Starting at the line containing "Question. For each instance of the man's ear" and continuing through the end of the entries below, reproduce only those lines, requests included, with every x and y coordinate in the answers multiplied by 0.6 and rounded to a whole number, halves going up. Leave the pictures out.

───── GIVEN INFORMATION

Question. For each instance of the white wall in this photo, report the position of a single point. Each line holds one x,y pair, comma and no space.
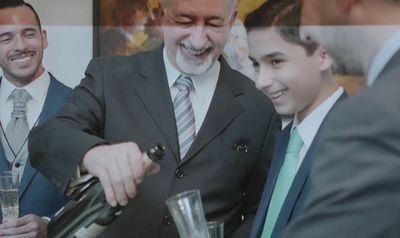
69,28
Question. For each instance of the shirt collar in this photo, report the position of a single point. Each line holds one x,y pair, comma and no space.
383,56
201,82
309,126
37,88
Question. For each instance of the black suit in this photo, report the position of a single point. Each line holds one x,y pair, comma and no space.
355,180
128,99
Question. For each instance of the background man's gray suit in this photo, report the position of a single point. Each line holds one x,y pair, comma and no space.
358,166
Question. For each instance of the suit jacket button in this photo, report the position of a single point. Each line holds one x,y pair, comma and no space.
179,173
167,220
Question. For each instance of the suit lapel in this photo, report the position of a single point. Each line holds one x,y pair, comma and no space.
223,109
55,99
3,160
273,173
155,95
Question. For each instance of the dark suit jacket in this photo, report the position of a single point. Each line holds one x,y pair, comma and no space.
127,99
294,202
36,194
355,182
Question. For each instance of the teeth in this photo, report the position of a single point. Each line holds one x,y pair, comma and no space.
22,59
196,52
278,93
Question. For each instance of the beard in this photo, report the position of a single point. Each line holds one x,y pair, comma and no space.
189,61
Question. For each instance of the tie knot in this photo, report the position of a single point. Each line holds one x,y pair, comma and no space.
19,97
184,83
295,142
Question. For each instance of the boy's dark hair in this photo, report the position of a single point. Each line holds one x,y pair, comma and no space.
18,3
284,15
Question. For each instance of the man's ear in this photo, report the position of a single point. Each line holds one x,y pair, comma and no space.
325,60
356,11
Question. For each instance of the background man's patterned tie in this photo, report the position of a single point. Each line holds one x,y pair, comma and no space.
17,129
184,114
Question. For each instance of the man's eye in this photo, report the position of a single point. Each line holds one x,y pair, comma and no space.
276,62
256,66
5,39
215,24
30,34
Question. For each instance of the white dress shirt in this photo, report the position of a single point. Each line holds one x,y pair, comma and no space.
309,126
38,91
204,88
385,53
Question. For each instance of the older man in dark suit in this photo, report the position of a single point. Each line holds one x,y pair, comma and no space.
355,185
219,131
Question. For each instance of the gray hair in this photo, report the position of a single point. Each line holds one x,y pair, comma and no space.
232,4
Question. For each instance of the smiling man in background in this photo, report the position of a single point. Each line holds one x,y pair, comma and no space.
29,95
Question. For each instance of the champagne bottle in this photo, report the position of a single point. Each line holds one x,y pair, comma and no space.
88,214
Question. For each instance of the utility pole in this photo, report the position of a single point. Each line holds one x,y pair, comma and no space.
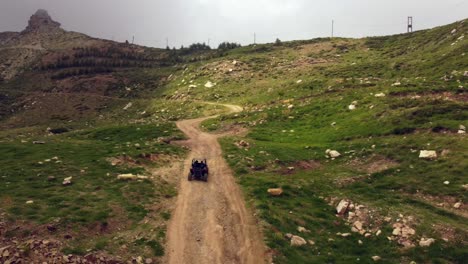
333,27
410,24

──────────

**REPLY TO THE TASK:**
Question. For each instance of the man's ear in this photo, report the position of a single point. Each line holds one x,y pair, comma and no space.
195,36
214,7
Question. For each instance of the background man's patterned tie in this photo, report the position of a single point. Each line holds one x,y pair, comma and no space.
10,77
110,68
Question. For each instance of the man's eye in this photo, report the position of a single point. Each line holds one x,y pair, comma and no space.
166,37
154,40
3,23
129,14
18,20
Question. For each instance of the white dress shirt in this photo, report the position of a single point. Each line holds one x,y pair, comma and no space.
185,76
23,55
122,53
231,32
Question. For each instance of the older man in dark suit in this photo, report the position of a single point. Each line holds one x,y pair, comma and no space.
213,111
131,79
Question. For each instance of the gray hair in this photo, report the position of a single point. Each line holds one x,y pair, comma and no space.
139,2
Question. For each instance of the smiling man in background in this photo, report the position of a single point. Each line holds one x,y pair, comma and no space.
17,57
Question. For each instance of the champagne bottle in this photo, report the position of a single point. Each line holds one x,y pair, comma and no space.
53,128
Question. For each instance of the utility pole in this photo, report the position of a single point. Each line holds one x,y pair, comma and no space.
200,16
246,14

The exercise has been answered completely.